▸ TO BE DONE: Lay out every line of the rows below as a Markdown table with two columns, Number and Line, giving each line its number and leaving out blank lines.

** START **

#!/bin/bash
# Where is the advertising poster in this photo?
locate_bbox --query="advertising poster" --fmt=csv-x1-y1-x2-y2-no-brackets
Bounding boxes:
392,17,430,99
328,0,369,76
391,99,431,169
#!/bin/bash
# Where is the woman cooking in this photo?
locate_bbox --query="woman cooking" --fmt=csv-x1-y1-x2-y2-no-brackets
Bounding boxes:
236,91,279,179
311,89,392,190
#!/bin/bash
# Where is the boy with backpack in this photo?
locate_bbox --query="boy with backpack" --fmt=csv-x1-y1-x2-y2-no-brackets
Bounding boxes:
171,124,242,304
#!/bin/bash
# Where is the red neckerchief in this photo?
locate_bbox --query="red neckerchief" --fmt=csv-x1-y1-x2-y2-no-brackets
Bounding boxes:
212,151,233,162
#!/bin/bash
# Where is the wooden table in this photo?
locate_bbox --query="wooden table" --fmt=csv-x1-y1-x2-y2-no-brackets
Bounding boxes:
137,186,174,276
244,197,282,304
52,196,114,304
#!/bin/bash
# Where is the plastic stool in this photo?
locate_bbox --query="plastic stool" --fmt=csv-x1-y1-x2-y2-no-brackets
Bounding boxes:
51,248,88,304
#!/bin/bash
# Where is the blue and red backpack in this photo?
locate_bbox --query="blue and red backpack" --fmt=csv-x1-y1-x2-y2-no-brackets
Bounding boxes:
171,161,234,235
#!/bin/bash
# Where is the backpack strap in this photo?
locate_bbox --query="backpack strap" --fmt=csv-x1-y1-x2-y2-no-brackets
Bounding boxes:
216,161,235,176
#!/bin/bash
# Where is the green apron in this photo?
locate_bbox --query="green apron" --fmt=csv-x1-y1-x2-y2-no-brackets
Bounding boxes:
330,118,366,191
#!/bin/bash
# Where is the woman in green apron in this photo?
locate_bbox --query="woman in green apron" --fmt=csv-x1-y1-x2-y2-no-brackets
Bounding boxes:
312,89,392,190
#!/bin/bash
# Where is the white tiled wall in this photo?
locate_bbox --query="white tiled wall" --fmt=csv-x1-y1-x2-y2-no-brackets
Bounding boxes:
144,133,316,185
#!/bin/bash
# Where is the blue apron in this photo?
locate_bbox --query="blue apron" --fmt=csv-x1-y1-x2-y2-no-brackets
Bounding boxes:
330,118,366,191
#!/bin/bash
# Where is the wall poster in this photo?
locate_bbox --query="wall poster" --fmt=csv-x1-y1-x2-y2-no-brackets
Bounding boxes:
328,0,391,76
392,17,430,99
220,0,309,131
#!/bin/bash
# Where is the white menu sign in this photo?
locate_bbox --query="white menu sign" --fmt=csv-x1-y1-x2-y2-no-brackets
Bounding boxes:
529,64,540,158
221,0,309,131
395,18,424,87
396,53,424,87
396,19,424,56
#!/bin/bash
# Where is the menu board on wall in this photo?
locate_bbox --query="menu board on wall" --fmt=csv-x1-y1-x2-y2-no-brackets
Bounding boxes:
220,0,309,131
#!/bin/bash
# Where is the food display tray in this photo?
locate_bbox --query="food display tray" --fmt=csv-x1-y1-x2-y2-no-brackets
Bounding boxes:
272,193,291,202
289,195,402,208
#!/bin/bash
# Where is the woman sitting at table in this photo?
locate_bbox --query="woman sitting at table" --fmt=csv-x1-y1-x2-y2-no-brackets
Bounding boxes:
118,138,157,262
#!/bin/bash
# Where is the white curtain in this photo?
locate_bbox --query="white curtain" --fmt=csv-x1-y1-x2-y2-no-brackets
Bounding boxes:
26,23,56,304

** END **

▸ SOLUTION TO THIS PROBLEM:
| Number | Line |
|---|---|
| 1 | #!/bin/bash |
| 2 | # Where is the advertising poster in this photo? |
| 3 | locate_bbox --query="advertising poster" --fmt=csv-x1-y1-x2-y2-no-brackets |
| 4 | Bounding boxes: |
| 5 | 392,17,430,99 |
| 6 | 328,0,369,76 |
| 7 | 391,99,431,169 |
| 8 | #!/bin/bash |
| 9 | # Where is the woman cooking in this photo? |
| 10 | locate_bbox --query="woman cooking" --fmt=csv-x1-y1-x2-y2-no-brackets |
| 11 | Bounding boxes: |
| 12 | 236,91,279,179 |
| 13 | 311,89,392,190 |
| 14 | #!/bin/bash |
| 15 | # Where is the boy with backpack in this photo? |
| 16 | locate_bbox --query="boy with backpack" --fmt=csv-x1-y1-x2-y2-no-brackets |
| 17 | Bounding boxes: |
| 18 | 171,124,242,304 |
| 19 | #!/bin/bash |
| 20 | # Where is the red neckerchief in this photo? |
| 21 | locate_bbox --query="red neckerchief" --fmt=csv-x1-y1-x2-y2-no-brackets |
| 22 | Bounding boxes: |
| 23 | 212,151,233,162 |
| 24 | #!/bin/bash |
| 25 | # Where is the wooden table in this photo? |
| 26 | locate_bbox --query="wooden table" --fmt=csv-x1-y1-x2-y2-no-brackets |
| 27 | Bounding boxes: |
| 28 | 137,186,174,276 |
| 29 | 244,197,282,304 |
| 30 | 52,196,114,304 |
| 31 | #!/bin/bash |
| 32 | # Where is the plastic stool in this photo? |
| 33 | locate_bbox --query="plastic stool" --fmt=csv-x1-y1-x2-y2-no-brackets |
| 34 | Bounding boxes: |
| 35 | 51,248,88,304 |
| 36 | #!/bin/bash |
| 37 | # Where is the blue and red backpack in this photo? |
| 38 | locate_bbox --query="blue and red backpack" --fmt=csv-x1-y1-x2-y2-no-brackets |
| 39 | Bounding boxes: |
| 40 | 171,161,234,235 |
| 41 | #!/bin/bash |
| 42 | # Where is the backpack strap in this photo? |
| 43 | locate_bbox --query="backpack strap" --fmt=csv-x1-y1-x2-y2-no-brackets |
| 44 | Bounding boxes: |
| 45 | 216,161,235,176 |
| 46 | #!/bin/bash |
| 47 | # Where is the green apron in this photo? |
| 48 | locate_bbox --query="green apron" --fmt=csv-x1-y1-x2-y2-no-brackets |
| 49 | Bounding boxes: |
| 50 | 330,118,366,191 |
| 51 | #!/bin/bash |
| 52 | # Where is the woman in green apron in this photo? |
| 53 | locate_bbox --query="woman in green apron" --fmt=csv-x1-y1-x2-y2-no-brackets |
| 54 | Bounding boxes: |
| 55 | 312,89,392,190 |
| 56 | #!/bin/bash |
| 57 | # Where is the white tiled wall in this photo? |
| 58 | locate_bbox --query="white tiled wall" --fmt=csv-x1-y1-x2-y2-no-brackets |
| 59 | Bounding boxes: |
| 60 | 144,133,316,185 |
| 61 | #!/bin/bash |
| 62 | # Where is the blue apron in this photo? |
| 63 | locate_bbox --query="blue apron" --fmt=csv-x1-y1-x2-y2-no-brackets |
| 64 | Bounding boxes: |
| 65 | 330,118,366,191 |
| 66 | #!/bin/bash |
| 67 | # Where is the wall poster in this photo? |
| 68 | locate_bbox --query="wall poster" --fmt=csv-x1-y1-x2-y2-no-brackets |
| 69 | Bounding boxes: |
| 70 | 328,0,391,76 |
| 71 | 392,17,430,99 |
| 72 | 220,0,309,131 |
| 73 | #!/bin/bash |
| 74 | # Where is the white menu sign in this photo? |
| 75 | locate_bbox --query="white menu sign" --fmt=csv-x1-y1-x2-y2-no-brackets |
| 76 | Bounding boxes: |
| 77 | 529,64,540,158 |
| 78 | 221,0,309,131 |
| 79 | 395,18,424,87 |
| 80 | 396,53,424,87 |
| 81 | 396,19,424,56 |
| 82 | #!/bin/bash |
| 83 | # Where is the menu board on wall in this photo? |
| 84 | locate_bbox --query="menu board on wall" --fmt=csv-x1-y1-x2-y2-no-brackets |
| 85 | Bounding boxes: |
| 86 | 220,0,309,131 |
| 87 | #!/bin/bash |
| 88 | # Where is the food display tray in this photo? |
| 89 | locate_bbox --query="food display tray" --fmt=csv-x1-y1-x2-y2-no-brackets |
| 90 | Bounding boxes: |
| 91 | 272,193,291,202 |
| 92 | 289,195,402,208 |
| 93 | #!/bin/bash |
| 94 | # Where is the woman sitting at table in this photo? |
| 95 | locate_bbox --query="woman sitting at table" --fmt=csv-x1-y1-x2-y2-no-brackets |
| 96 | Bounding boxes: |
| 97 | 118,138,157,262 |
| 98 | #!/bin/bash |
| 99 | # Where is the white curtain in this photo? |
| 100 | locate_bbox --query="white curtain" --fmt=csv-x1-y1-x2-y2-no-brackets |
| 101 | Bounding boxes: |
| 102 | 26,23,56,304 |